> **WHAT TO WORK ON**: Below is a block of records; repeat all of them exactly.

> **STORED ROWS**:
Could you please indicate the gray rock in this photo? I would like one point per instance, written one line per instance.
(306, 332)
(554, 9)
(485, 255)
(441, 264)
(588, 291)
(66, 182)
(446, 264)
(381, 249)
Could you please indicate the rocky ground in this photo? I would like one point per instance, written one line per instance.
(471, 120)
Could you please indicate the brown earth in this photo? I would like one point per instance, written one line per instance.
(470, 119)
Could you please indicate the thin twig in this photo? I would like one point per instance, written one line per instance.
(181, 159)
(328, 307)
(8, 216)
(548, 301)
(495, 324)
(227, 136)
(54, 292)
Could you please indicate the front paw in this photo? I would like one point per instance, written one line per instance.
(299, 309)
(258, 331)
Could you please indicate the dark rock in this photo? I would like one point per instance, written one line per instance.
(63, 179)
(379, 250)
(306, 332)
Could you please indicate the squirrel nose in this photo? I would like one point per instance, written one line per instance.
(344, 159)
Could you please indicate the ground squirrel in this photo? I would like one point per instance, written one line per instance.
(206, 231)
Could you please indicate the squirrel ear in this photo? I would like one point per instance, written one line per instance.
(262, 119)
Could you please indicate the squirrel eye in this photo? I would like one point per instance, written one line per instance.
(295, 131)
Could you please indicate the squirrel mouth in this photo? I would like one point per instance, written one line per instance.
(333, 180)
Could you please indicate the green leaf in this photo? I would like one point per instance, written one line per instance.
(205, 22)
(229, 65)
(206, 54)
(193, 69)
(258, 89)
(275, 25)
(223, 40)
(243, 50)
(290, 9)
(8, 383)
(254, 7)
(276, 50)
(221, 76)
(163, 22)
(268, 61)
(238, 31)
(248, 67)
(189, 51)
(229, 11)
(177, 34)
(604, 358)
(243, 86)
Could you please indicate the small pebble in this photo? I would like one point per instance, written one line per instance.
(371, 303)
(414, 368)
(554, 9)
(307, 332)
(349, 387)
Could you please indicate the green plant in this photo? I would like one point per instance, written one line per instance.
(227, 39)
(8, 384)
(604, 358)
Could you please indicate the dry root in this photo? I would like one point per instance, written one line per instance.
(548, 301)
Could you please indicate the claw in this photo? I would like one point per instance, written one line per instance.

> **RESULT OF THE EXERCISE**:
Could you please indicate the gray rock in this photo? I would like one point per instance, written one line per instance.
(306, 332)
(554, 9)
(485, 255)
(441, 264)
(588, 291)
(66, 182)
(446, 264)
(381, 249)
Could you please indicate the rocky ground in this photo? I would like one point per instance, written one line per instance.
(471, 120)
Could you please indicate the brown earth in this photo? I would like one point per instance, written one line per instance.
(470, 119)
Could you please indicate the thin twig in this photo? I would like one point per instance, written one line per instance.
(181, 159)
(328, 307)
(8, 216)
(548, 301)
(495, 324)
(227, 136)
(54, 292)
Could you please indicate the front paw in this photo? I would like one point per instance, written one line per instance.
(299, 309)
(258, 331)
Could you please indicate the dark rock in this photo? I would like one point per instance, written one line per instance.
(63, 179)
(379, 250)
(306, 332)
Could you please indicate the squirrel nose in this photo? I would like one point per instance, written one line per instance.
(344, 159)
Could you please indicate the ground squirrel in this photo? I would like one point per instance, written one line per instance.
(206, 231)
Could you please indicate the squirrel ear in this photo? I would like one point per instance, written one line per instance.
(262, 119)
Could you please indicate the squirrel eye in this photo? I would like one point per instance, written one line per instance.
(295, 131)
Could you please indicate the squirrel mouth in this photo? I would like one point per instance, written one line per instance.
(333, 180)
Could you please indicate the green leaf in this photo? I would like one point per instance, written one line per instance.
(205, 22)
(229, 65)
(206, 54)
(193, 69)
(258, 89)
(275, 25)
(223, 40)
(243, 50)
(290, 9)
(8, 383)
(254, 7)
(276, 50)
(221, 76)
(163, 22)
(268, 61)
(238, 31)
(248, 67)
(189, 51)
(229, 11)
(177, 34)
(604, 358)
(243, 86)
Could you please indicate the small pebble in this photo? I would like one point per instance, written one line per instance.
(371, 303)
(414, 368)
(554, 9)
(307, 332)
(349, 387)
Could you please indicate the green plant in this photo? I would like one point per instance, written one line per instance.
(227, 39)
(8, 384)
(604, 358)
Could you please indicate the dry root in this photo? I would like one point per instance, written one line per instance.
(548, 301)
Could you please indicate the claw in this photo? I would like one point per instance, written one line per instance.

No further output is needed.